TASK DIRECTIONS =>
Please repeat exactly the lines from the one containing "point_to SHOULD place one pin on every instance of the cluster" through the last line of the records below, leaving out any pictures.

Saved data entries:
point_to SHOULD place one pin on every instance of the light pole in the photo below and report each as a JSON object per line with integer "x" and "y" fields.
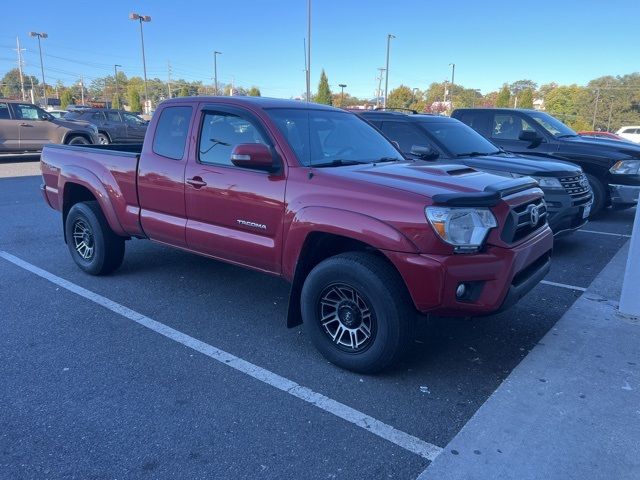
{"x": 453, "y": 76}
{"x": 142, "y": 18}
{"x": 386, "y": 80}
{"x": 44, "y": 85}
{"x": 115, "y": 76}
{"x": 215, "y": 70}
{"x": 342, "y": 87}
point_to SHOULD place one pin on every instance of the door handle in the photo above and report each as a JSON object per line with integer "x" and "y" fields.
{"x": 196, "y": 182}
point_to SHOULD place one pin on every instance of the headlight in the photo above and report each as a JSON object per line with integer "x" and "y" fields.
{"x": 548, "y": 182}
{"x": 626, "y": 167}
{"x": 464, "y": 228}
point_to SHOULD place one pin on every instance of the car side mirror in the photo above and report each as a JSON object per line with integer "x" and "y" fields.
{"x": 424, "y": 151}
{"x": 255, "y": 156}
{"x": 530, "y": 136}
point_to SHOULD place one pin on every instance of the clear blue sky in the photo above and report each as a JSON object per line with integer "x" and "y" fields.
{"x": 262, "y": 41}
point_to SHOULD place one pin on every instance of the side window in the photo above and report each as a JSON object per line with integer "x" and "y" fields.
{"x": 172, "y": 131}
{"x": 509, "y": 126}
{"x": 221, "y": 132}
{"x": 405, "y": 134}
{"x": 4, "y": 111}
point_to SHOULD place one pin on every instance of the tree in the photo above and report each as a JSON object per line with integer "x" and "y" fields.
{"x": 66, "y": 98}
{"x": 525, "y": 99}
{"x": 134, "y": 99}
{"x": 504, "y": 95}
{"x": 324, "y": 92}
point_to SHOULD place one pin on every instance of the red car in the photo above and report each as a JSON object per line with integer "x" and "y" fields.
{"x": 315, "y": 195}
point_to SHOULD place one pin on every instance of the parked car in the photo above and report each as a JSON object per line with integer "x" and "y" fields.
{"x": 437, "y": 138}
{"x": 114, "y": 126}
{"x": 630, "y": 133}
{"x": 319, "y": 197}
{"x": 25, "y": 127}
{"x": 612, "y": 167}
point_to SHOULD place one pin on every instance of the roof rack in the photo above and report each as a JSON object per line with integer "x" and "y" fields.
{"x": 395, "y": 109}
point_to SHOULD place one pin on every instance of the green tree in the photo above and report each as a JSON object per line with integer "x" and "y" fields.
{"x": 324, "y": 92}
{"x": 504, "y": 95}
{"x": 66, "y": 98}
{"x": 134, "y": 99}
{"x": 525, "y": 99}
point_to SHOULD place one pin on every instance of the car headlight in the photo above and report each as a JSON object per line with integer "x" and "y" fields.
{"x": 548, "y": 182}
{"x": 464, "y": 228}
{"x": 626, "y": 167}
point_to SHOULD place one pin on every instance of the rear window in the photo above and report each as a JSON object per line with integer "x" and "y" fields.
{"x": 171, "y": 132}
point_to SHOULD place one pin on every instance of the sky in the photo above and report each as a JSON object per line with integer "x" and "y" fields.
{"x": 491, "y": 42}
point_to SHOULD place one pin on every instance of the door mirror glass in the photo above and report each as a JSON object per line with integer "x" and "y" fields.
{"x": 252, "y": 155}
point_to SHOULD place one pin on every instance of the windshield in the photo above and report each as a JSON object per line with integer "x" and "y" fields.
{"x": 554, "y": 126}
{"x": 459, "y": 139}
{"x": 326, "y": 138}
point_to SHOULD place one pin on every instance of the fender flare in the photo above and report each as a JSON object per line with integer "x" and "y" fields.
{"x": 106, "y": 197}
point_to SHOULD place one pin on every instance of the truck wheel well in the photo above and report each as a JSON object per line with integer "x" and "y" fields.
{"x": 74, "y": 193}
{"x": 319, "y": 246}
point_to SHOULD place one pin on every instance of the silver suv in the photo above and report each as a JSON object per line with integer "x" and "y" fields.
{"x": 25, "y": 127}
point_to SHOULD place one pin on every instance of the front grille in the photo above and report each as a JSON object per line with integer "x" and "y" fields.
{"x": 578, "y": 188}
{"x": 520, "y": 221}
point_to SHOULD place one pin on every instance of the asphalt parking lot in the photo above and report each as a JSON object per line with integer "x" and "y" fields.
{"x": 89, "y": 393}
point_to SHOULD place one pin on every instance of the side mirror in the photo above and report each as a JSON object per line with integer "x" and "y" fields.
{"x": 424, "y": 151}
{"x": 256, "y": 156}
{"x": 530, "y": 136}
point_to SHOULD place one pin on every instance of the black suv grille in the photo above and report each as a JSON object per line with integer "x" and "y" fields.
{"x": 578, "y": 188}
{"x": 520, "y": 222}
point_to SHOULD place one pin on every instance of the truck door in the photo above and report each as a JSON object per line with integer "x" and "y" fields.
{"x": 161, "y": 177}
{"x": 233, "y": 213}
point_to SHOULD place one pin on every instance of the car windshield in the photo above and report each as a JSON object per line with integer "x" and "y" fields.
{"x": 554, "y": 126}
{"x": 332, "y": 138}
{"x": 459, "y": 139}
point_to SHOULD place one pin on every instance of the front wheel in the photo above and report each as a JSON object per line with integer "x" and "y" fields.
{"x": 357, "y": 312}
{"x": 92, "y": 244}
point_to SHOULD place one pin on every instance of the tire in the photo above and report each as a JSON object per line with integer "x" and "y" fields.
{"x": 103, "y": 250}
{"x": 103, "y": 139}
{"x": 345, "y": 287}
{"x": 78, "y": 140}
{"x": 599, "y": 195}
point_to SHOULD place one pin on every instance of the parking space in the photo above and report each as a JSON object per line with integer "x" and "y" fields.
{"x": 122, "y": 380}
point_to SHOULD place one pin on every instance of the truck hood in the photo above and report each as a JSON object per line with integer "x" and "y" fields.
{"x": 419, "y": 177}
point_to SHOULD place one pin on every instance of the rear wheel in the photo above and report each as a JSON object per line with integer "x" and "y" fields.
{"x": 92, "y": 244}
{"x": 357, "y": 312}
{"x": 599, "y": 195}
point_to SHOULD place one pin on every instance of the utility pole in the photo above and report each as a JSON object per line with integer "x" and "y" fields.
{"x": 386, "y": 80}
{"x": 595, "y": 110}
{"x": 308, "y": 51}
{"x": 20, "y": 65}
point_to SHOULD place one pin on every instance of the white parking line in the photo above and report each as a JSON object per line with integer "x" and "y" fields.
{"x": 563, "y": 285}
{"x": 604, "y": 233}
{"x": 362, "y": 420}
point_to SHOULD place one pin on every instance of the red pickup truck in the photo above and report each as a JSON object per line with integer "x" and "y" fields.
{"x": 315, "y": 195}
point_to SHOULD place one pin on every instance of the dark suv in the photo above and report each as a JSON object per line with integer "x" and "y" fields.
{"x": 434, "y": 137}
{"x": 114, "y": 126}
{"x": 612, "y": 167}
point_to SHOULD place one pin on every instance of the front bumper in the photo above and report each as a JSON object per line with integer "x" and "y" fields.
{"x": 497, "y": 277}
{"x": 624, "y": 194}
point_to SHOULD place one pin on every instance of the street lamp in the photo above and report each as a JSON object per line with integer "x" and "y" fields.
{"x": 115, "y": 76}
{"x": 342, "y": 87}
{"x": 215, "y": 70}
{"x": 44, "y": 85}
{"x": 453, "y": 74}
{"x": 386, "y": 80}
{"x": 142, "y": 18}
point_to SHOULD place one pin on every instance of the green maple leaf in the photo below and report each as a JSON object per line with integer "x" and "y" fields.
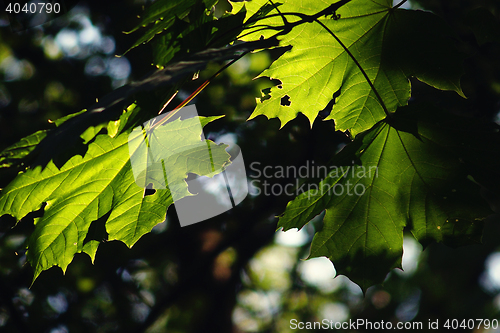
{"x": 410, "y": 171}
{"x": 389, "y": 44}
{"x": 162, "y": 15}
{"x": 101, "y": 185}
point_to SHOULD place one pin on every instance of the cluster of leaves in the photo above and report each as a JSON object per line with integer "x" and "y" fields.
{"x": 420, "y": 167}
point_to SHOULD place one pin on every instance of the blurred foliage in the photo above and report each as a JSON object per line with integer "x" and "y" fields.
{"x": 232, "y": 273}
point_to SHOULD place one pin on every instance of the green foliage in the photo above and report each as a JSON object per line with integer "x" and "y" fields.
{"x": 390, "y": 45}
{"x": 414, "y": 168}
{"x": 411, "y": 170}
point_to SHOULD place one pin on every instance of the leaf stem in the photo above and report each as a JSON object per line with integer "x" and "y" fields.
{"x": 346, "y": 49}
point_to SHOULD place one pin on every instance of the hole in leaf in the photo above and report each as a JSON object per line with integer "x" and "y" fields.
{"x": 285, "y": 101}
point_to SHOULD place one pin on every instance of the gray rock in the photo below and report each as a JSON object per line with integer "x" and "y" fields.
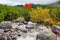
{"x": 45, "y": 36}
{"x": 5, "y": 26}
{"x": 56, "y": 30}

YOUR SOLUTION =>
point_to SHOULD place one pin on every instance of the cluster of leaves in the photo above and report each as a JSON object per line with integer "x" and "y" fields.
{"x": 420, "y": 167}
point_to SHOULD place one pin on every instance of the blurred foliage in the photo above and report each as a JSON object per line with integer "x" and "y" fields.
{"x": 232, "y": 273}
point_to SHOULD place one pin on every instance of the green foliage in the photo above and report each as a JSON object per line with integer "x" and "y" fields.
{"x": 390, "y": 45}
{"x": 414, "y": 168}
{"x": 411, "y": 170}
point_to SHOULD place one pin on every instance of the leaf stem in the photo above and report each as a JSON object per line with integer "x" and "y" fields.
{"x": 346, "y": 49}
point_to SHOULD place one pin on every instance of the hole in leaf in the photo above and report each as a JSON object per line with integer "x" and "y" fields.
{"x": 285, "y": 101}
point_to SHOULD place one pin on every instance of the gray rock in the photo below and report each as a JSON object per line with integer "x" and "y" fields.
{"x": 45, "y": 36}
{"x": 5, "y": 26}
{"x": 56, "y": 30}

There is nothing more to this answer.